**Page:**
Now that Prince himself is approaching his half-century, it seems slightly less anomalous that a middle-aged white guy should be writing about him. Apart from his virtuosic blending of styles, the other thing that intrigued me about Prince was how radically he reworked the sacred-and-profane cliché. There has always been a Saturday night and Sunday morning element in black music, a sense that after the hedonism, you have to get down on your knees and pray.

You find it in Little Richard and in the Reverend Al Green. It might be argued that Prince simply pushed the poles further apart, vigorously stroking his guitar and dry-humping girl singers one minute, singing The Cross the next. Fact is, that having grown up in a mildly Protestant, mostly white mid-West city, Prince had less of a background in the church and church music than most R'n'B and soul artists. In one respect, he was closer to Marvin Gaye (a parallel rarely mentioned, strangely) in wanting to find a position between hedonism and responsibility, between Sexual Healing and What's Going On?, you might say.

It's very difficult to sell people who know only the tabloid and Chart Show version the idea of Prince as a political or socially aware artist. Seeing him posed naked on the cover of Lovesexy, looking like a cross between a forest spirit and a rent-boy, doesn't help, but delve a little deeper and it's clear that Prince has never just been content to have a rockin' good time and then make amends with a hymn and a prayer.

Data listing

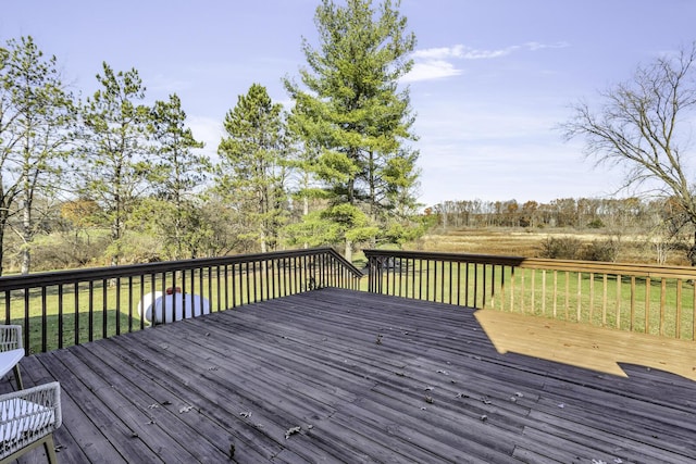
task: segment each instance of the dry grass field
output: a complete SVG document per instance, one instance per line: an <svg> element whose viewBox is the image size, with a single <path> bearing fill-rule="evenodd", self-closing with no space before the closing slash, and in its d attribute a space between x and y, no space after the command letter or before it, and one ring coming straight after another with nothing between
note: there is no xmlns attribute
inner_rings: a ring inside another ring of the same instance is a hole
<svg viewBox="0 0 696 464"><path fill-rule="evenodd" d="M551 237L572 237L583 244L613 239L619 243L617 262L657 263L655 246L649 244L645 237L638 234L617 236L592 230L530 230L524 228L433 229L413 248L419 251L539 258L544 249L543 243ZM688 262L684 251L674 250L669 253L666 264L688 265Z"/></svg>

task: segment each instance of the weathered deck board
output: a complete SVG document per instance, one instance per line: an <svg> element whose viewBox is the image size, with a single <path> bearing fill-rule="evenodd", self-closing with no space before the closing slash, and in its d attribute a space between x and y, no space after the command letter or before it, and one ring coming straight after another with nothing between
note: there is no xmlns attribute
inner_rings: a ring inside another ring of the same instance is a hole
<svg viewBox="0 0 696 464"><path fill-rule="evenodd" d="M518 323L507 342L607 342ZM22 362L61 383L63 462L696 462L696 383L622 367L501 354L472 310L337 289Z"/></svg>

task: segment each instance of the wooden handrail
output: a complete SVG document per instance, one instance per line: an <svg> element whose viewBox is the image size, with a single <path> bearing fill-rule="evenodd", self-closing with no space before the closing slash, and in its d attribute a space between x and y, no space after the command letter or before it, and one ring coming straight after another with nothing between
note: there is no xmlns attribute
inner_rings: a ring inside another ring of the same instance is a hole
<svg viewBox="0 0 696 464"><path fill-rule="evenodd" d="M361 277L332 248L71 269L0 277L0 311L37 352L144 329L146 315L157 322L156 304L190 317L321 287L359 289ZM169 288L188 296L160 300Z"/></svg>
<svg viewBox="0 0 696 464"><path fill-rule="evenodd" d="M365 250L369 291L696 340L696 268Z"/></svg>

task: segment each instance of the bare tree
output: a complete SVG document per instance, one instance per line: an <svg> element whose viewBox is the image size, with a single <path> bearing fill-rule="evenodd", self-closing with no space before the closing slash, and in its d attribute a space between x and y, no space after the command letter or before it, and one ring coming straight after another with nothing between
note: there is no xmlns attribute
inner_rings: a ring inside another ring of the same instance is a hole
<svg viewBox="0 0 696 464"><path fill-rule="evenodd" d="M600 108L580 102L561 126L566 139L585 139L587 155L598 165L626 167L625 188L645 185L672 197L693 226L696 195L685 158L696 108L695 60L696 42L641 65L632 79L600 93ZM688 258L696 265L696 234Z"/></svg>

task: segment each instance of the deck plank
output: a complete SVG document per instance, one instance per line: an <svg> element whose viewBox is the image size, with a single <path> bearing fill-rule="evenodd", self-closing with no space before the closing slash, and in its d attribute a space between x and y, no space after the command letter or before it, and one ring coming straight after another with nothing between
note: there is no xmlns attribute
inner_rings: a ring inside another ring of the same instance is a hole
<svg viewBox="0 0 696 464"><path fill-rule="evenodd" d="M587 368L607 334L537 319L496 324L508 343L576 347L579 363L499 352L478 315L322 289L22 367L26 384L61 383L65 462L696 462L693 379L635 356L623 376ZM642 356L649 342L663 346L639 338Z"/></svg>

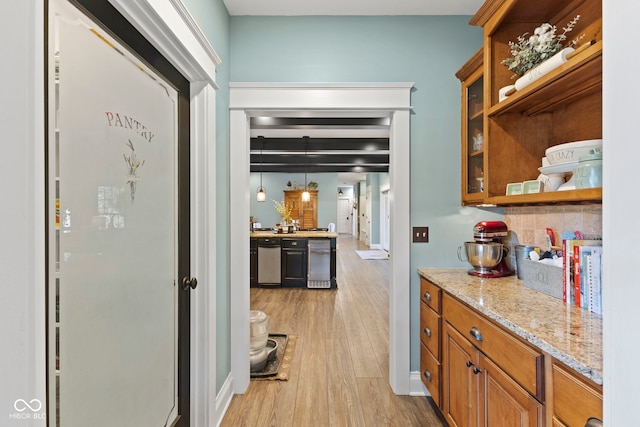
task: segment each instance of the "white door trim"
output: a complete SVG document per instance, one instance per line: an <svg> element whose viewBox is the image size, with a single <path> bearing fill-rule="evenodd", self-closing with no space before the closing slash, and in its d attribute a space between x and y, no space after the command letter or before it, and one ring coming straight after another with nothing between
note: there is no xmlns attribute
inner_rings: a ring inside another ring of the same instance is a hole
<svg viewBox="0 0 640 427"><path fill-rule="evenodd" d="M304 114L390 117L391 280L389 382L410 392L410 98L413 83L230 83L231 375L234 393L249 385L249 118ZM338 286L340 277L338 272Z"/></svg>
<svg viewBox="0 0 640 427"><path fill-rule="evenodd" d="M391 252L389 248L389 223L387 221L389 214L389 186L380 187L380 249Z"/></svg>
<svg viewBox="0 0 640 427"><path fill-rule="evenodd" d="M220 58L178 0L109 0L191 82L191 425L216 413L216 67Z"/></svg>

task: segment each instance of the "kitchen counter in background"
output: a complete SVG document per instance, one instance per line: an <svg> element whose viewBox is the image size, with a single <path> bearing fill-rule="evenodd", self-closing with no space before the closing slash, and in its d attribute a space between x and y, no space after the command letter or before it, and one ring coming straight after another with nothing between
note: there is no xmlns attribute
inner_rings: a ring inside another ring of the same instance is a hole
<svg viewBox="0 0 640 427"><path fill-rule="evenodd" d="M418 274L602 384L602 316L529 289L516 276L483 279L467 271L419 268Z"/></svg>
<svg viewBox="0 0 640 427"><path fill-rule="evenodd" d="M307 238L307 239L335 239L338 237L338 233L331 233L329 231L296 231L295 233L274 233L273 231L251 231L249 237L281 237L281 238Z"/></svg>
<svg viewBox="0 0 640 427"><path fill-rule="evenodd" d="M249 234L252 287L336 289L338 233L324 230Z"/></svg>

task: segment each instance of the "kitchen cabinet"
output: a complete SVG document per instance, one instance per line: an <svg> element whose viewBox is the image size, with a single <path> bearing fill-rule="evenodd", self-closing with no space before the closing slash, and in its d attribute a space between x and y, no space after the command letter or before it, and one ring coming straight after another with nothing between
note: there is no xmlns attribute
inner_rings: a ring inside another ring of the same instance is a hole
<svg viewBox="0 0 640 427"><path fill-rule="evenodd" d="M441 408L441 290L420 278L420 372L433 402Z"/></svg>
<svg viewBox="0 0 640 427"><path fill-rule="evenodd" d="M308 191L308 202L302 201L304 190L284 191L284 204L291 207L291 219L298 220L301 229L318 228L318 190Z"/></svg>
<svg viewBox="0 0 640 427"><path fill-rule="evenodd" d="M481 203L484 178L484 70L480 49L456 73L462 82L462 203Z"/></svg>
<svg viewBox="0 0 640 427"><path fill-rule="evenodd" d="M593 41L593 44L500 101L500 89L514 83L512 72L500 63L511 56L508 42L516 41L524 33L531 34L546 22L556 25L560 31L576 15L580 15L580 19L568 33L568 39L584 34L580 43ZM470 23L484 29L485 169L481 202L504 206L601 203L601 188L512 196L506 196L505 190L508 183L536 179L548 147L602 138L602 1L487 0ZM470 79L471 75L464 81ZM463 84L463 97L469 90L470 86ZM473 128L472 115L464 111L465 108L469 108L467 102L463 103L463 127L466 123ZM463 147L468 143L469 132L467 129L463 133ZM464 148L462 162L463 167L465 162L469 163L469 153L465 153ZM465 184L468 183L463 181L463 186ZM466 193L463 187L463 204L479 202Z"/></svg>
<svg viewBox="0 0 640 427"><path fill-rule="evenodd" d="M451 426L544 425L544 357L444 295L443 413Z"/></svg>
<svg viewBox="0 0 640 427"><path fill-rule="evenodd" d="M283 238L280 247L282 249L282 287L306 287L308 240Z"/></svg>
<svg viewBox="0 0 640 427"><path fill-rule="evenodd" d="M554 361L553 425L584 426L591 417L602 420L602 386L574 375Z"/></svg>

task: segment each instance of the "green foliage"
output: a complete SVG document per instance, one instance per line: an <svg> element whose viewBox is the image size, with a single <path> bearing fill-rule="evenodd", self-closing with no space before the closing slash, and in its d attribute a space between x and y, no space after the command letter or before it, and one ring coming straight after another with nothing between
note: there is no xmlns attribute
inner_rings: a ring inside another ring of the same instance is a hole
<svg viewBox="0 0 640 427"><path fill-rule="evenodd" d="M562 34L556 34L555 25L544 23L534 30L532 36L527 37L529 33L518 36L517 42L509 42L512 57L503 59L500 63L513 71L511 78L522 77L527 71L551 58L563 48L574 47L584 37L583 34L567 46L563 45L567 39L567 33L573 30L579 19L580 15L573 18L566 27L562 28Z"/></svg>

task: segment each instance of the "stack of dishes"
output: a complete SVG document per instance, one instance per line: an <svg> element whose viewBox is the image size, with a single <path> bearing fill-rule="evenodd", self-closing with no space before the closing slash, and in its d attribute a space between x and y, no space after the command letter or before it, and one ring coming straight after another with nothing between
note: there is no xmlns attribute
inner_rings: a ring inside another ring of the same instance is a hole
<svg viewBox="0 0 640 427"><path fill-rule="evenodd" d="M538 168L542 174L538 180L544 182L544 191L574 190L576 185L573 172L578 166L578 159L589 154L589 150L592 149L601 152L602 139L567 142L547 148L542 159L542 167ZM568 174L571 174L571 178L564 182Z"/></svg>

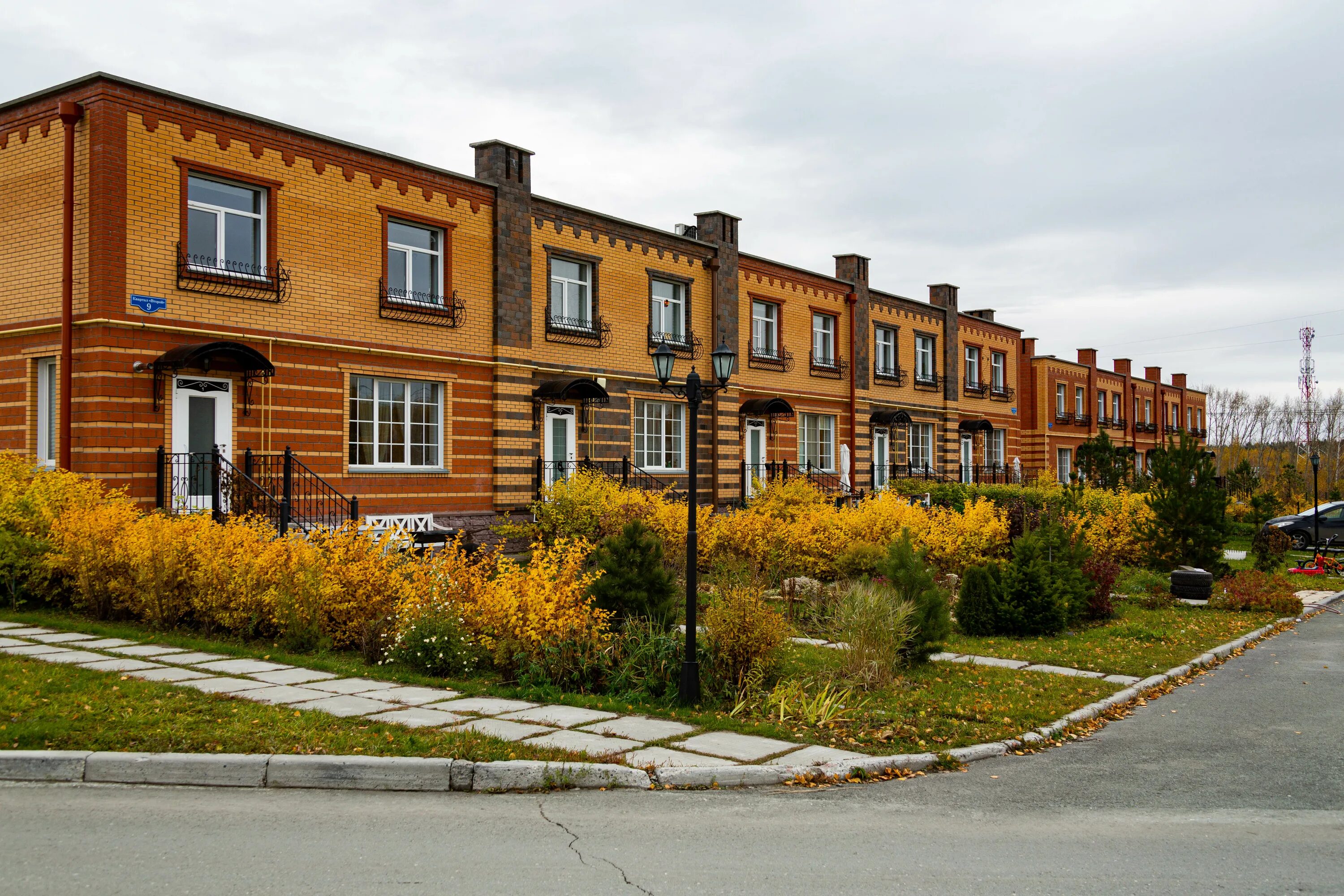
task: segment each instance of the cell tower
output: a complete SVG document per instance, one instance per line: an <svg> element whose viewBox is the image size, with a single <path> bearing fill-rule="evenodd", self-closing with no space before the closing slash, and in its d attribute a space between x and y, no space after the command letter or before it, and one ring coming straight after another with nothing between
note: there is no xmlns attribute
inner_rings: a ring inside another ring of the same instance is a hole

**The task:**
Reproduce the part of the text on Prince that begins with "Now that Prince" and ends with "knees and pray.".

**The completed task:**
Now that Prince himself is approaching his half-century, it seems slightly less anomalous that a middle-aged white guy should be writing about him. Apart from his virtuosic blending of styles, the other thing that intrigued me about Prince was how radically he reworked the sacred-and-profane cliché. There has always been a Saturday night and Sunday morning element in black music, a sense that after the hedonism, you have to get down on your knees and pray.